Ambassador Kennedy opened discussion with brief explanation of his Presidential mandate. In his response Thanom immediately turned to Thailand’s balance of payments problem. Thailand was still a low income country depending for economic viability heavily on a few export commodities. Rice was by far the most important export. Current trends toward self-sufficiency in neighboring countries, which constituted Thailand’s markets, were seriously reducing export opportunities and depressing price. This problem was intensified by PL–480 sales. Besides rice, the important rubber market was weak, and the surplus disposal issue is a depressing effect. Tin, although of somewhat less importance to Thailand, was another export commodity whose price was declining. Ambassador Kennedy briefly commented on the importance of agricultural diversification in coping with excessive dependence on one or a few export commodities, but Thanom, speaking through Pote, returned to his theme. Diversification required both time and markets. For Thailand rice was now and would inevitably remain for some time the principal export commodity. For the US, rice was a marginal product. Thailand was able and prepared to compete even in the present depressed market on normal commercial terms, but was unable to compete against concessional terms offered to its traditional customers. Thailand’s problem was intensified by the increasing financial burden of essential security measures and need to expand development activities just to keep even with population increase. Security was a precondition for economic development, and economic development without security would be meaningless.
Ambassador Kennedy said the United States was anxious to be helpful in assisting Thailand in working its way out of its present predicament. Among the major tasks with which we might be able to be helpful were the development of expertise and education, and particularly with diversification and market development. DepFonMin [Page 231] Sanga immediately returned to the theme of rice, saying that the biggest single problem in finding a market for the rice available for export was Indonesia.
Ambassador Kennedy expressed understanding of the importance of this problem, and asked whether tourism was expanding. Pote replied that the number of tourists was increasing, but money was getting scarce and the hotels were suffering. Returning to rice, he said that Thailand had considered subsidizing the Thai farmer, but there was really no way to do this which the country could afford. Sanga added that current prices were far below last year’s. Ambassador Unger said that, recognizing Thailand’s concern about this matter, we wanted to be extremely careful regarding next year’s PL–480 program. We would consider what the ministers had told us, continue our consultations, which had already begun, both here and in Washington and avoid, in particular, timing of sales which would fall within Thailand’s principal marketing period.
Pote, for the first time raising a subject other than rice, said tourism was very important to Thailand. Thailand was providing all possible incentives for its expansion. He was, therefore, concerned about reports that PanAm was taking its 747’s to Singapore and hoped that they would not bypass Bangkok. He and Ambassador Kennedy then briefly discussed character of tourist industry here.
────────
» **SHORT TASK 1**:
Pull out every line of the records that contains the word "roof".
The passage and the records have nothing to do with each other.
────────
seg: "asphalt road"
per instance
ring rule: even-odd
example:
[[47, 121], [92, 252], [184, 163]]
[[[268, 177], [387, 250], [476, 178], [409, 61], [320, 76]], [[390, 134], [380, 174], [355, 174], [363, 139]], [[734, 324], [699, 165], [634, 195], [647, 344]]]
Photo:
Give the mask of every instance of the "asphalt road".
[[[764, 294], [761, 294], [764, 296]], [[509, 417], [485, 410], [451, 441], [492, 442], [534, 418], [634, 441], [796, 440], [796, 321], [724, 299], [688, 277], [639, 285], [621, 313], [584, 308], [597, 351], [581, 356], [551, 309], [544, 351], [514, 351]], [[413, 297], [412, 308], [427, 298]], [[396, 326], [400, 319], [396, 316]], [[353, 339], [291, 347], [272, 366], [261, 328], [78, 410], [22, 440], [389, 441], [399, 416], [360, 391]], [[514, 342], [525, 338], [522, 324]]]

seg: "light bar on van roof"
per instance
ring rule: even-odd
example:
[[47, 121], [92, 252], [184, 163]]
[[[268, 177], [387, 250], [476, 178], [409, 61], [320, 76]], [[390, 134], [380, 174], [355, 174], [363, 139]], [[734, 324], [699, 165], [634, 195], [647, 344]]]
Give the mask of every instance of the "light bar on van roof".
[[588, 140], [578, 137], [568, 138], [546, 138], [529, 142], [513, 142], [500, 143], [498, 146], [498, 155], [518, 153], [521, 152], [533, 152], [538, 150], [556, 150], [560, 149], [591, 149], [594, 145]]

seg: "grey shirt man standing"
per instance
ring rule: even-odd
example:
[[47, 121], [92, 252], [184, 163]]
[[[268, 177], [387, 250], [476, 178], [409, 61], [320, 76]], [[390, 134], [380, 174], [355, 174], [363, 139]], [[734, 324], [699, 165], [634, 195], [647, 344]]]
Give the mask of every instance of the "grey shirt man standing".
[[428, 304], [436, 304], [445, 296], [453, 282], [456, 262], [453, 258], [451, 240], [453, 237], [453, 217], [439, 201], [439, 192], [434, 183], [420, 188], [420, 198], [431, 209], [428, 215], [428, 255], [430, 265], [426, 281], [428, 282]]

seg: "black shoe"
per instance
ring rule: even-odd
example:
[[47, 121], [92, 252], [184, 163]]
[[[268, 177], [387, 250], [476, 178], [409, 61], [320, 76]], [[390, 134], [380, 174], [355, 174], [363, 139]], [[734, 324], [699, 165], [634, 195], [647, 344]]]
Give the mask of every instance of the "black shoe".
────────
» **SHORT TASK 2**:
According to the passage, which country did Sanga call the biggest single problem in finding a market for Thailand's export rice?

» **COMPLETE OUTPUT 1**:
seg: "light bar on van roof"
Give the mask of every instance of the "light bar on van roof".

» **COMPLETE OUTPUT 2**:
Indonesia.